Text block →
__________
AB 2384: Medication-assisted treatment.
- Session Year: 2017-2018
- House: Assembly
- Latest Version Date: 2018-08-31
Existing law, the Knox-Keene Health Care Service Plan Act of 1975, provides for the licensure and regulation of health care service plans by the Department of Managed Health Care and makes a willful violation of the act a crime. Existing law provides for the regulation of health insurers by the Department of Insurance. Existing law establishes the Medi-Cal program, which is administered by the State Department of Health Care Services, under which qualified low-income individuals receive health care services. The Medi-Cal program is, in part, governed and funded by federal Medicaid program provisions.
Existing law requires the State Department of Health Care Services to license narcotic treatment programs to use narcotic replacement therapy in the treatment of addicted persons. Existing law specifies certain drugs, including methadone and buprenorphine, that are authorized for use in narcotic replacement therapy and medication-assisted treatment by licensed narcotic treatment programs. Existing law establishes the Drug Medi-Cal Treatment Program, under which the department is authorized to enter into contracts with each county for the provision of various alcohol and drug treatment services, including substance use disorder services, narcotic treatment program services, naltrexone services, and outpatient drug-free services, to Medi-Cal beneficiaries.
__________
Activities →
• a. Recast the paragraph of the AB 2384 summary that begins "Existing law requires the State Department of Health Care Services" as a short bulleted list that keeps its main facts.
• b. Go on with the AB 2384 summary, starting after its final sentence.

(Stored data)
__________
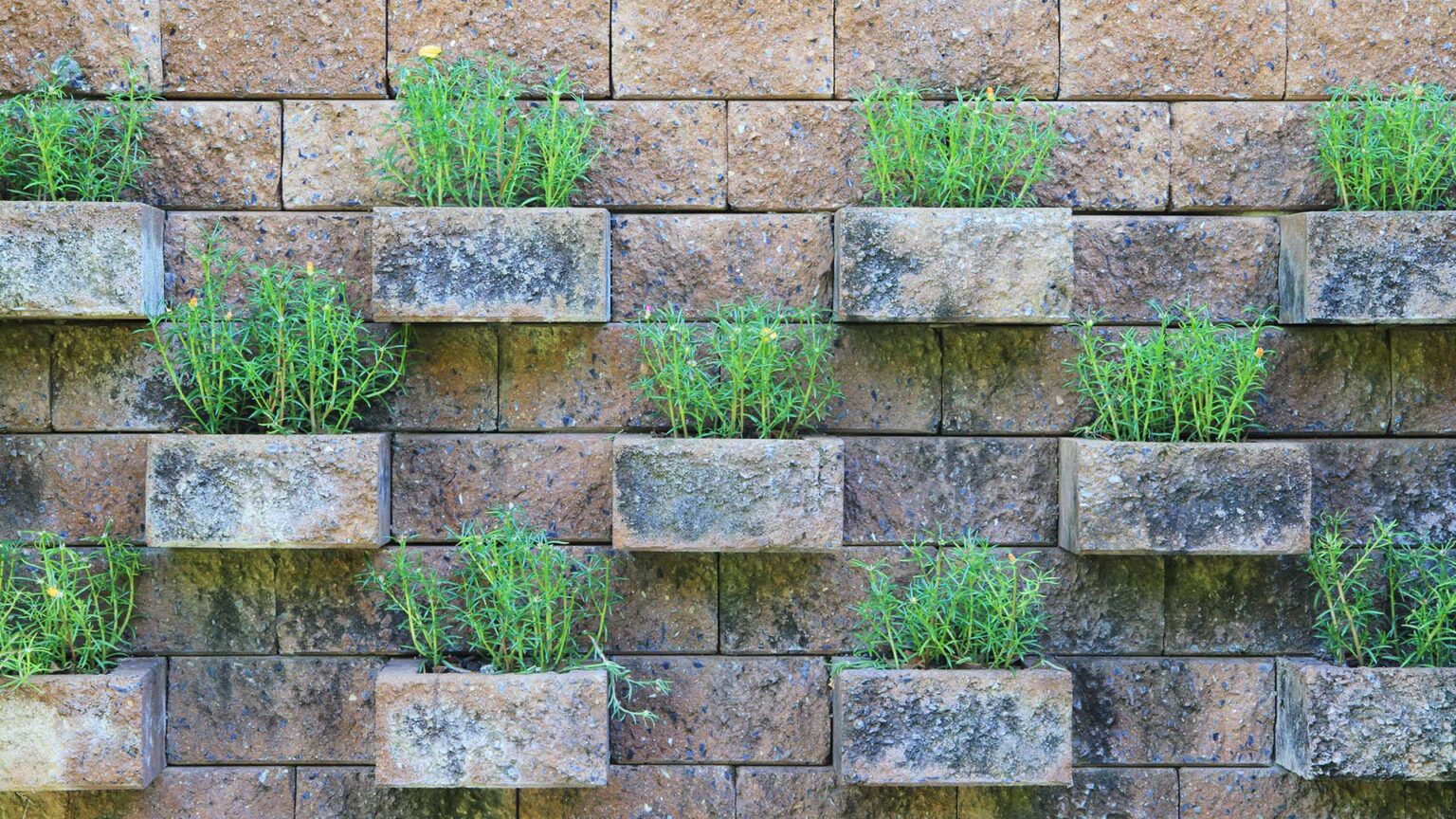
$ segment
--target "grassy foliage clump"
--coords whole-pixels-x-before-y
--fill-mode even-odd
[[[344,283],[312,264],[253,265],[234,307],[242,255],[214,233],[198,261],[197,296],[143,331],[198,431],[347,433],[403,377],[403,335],[373,332]]]
[[[703,324],[648,310],[632,332],[646,367],[633,386],[678,437],[795,437],[843,395],[834,326],[814,307],[750,299],[718,306]]]
[[[389,147],[377,169],[405,201],[427,207],[565,207],[600,156],[597,115],[571,96],[566,71],[521,101],[521,68],[504,57],[405,66]]]
[[[1206,307],[1159,309],[1159,326],[1111,337],[1092,319],[1072,325],[1067,361],[1092,421],[1089,437],[1136,442],[1235,442],[1254,428],[1271,353],[1267,316],[1214,322]],[[1176,325],[1176,326],[1174,326]]]
[[[399,614],[425,670],[542,673],[606,669],[617,718],[639,689],[665,692],[662,681],[632,679],[603,653],[607,616],[617,602],[612,560],[574,555],[515,510],[491,512],[492,526],[467,525],[457,536],[454,567],[443,571],[400,548],[383,568],[365,571],[363,587]],[[617,689],[625,689],[625,697]]]
[[[0,544],[0,685],[106,673],[125,657],[140,551],[103,535],[73,549],[51,533]]]
[[[0,198],[111,203],[137,184],[156,93],[128,68],[105,105],[71,99],[79,70],[61,60],[51,79],[0,102]]]
[[[1456,666],[1456,541],[1414,539],[1376,520],[1364,544],[1325,516],[1309,551],[1315,631],[1348,666]]]
[[[1354,85],[1321,105],[1319,171],[1347,210],[1446,210],[1456,185],[1456,106],[1440,86],[1389,95]]]
[[[1029,207],[1061,143],[1056,111],[1025,93],[945,105],[878,82],[856,98],[865,122],[866,185],[887,207]]]
[[[909,583],[888,561],[852,561],[869,592],[855,606],[859,659],[840,666],[1010,669],[1041,651],[1042,605],[1057,583],[1050,571],[970,535],[906,545],[904,560],[919,568]]]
__________
Replies →
• a.
- The State Department of Health Care Services must license narcotic treatment programs to use narcotic replacement therapy for addicted persons.
- Existing law names drugs, including methadone and buprenorphine, that licensed narcotic treatment programs may use in narcotic replacement therapy and medication-assisted treatment.
- The Drug Medi-Cal Treatment Program lets the department contract with each county to provide alcohol and drug treatment services to Medi-Cal beneficiaries. These services include substance use disorder services, narcotic treatment program services, naltrexone services, and outpatient drug-free services.

• b.
This bill, until January 1, 2024, would require a health insurer or a health care service plan, not including a Medi-Cal managed care plan, to cover, at a minimum, at least one version of each specified medication-assisted treatment, relapse prevention, and overdose reversal prescription drug approved by the United States Food and Drug Administration for opioid use disorder. The bill would provide that at least one version of each medication-assisted treatment, relapse prevention, and overdose reversal prescription drug is not subject to specified requirements of a health care service plan or policy of health insurance, including prior authorization and an annual or lifetime dollar limit, as specified. The bill would specify that its provisions would apply to an FDA-approved drug for use in medication-assisted treatment for opioid use disorder, relapse prevention, or overdose reversal that an enrollee or insured is being prescribed as of January 1, 2019, or, for a new enrollee or insured, that he or she is being prescribed at the time of enrollment. Because a willful violation of those provisions by a health care service plan would be a crime, the bill would impose a state-mandated local program.
The California Constitution requires the state to reimburse local agencies and school districts for certain costs mandated by the state. Statutory provisions establish procedures for making that reimbursement.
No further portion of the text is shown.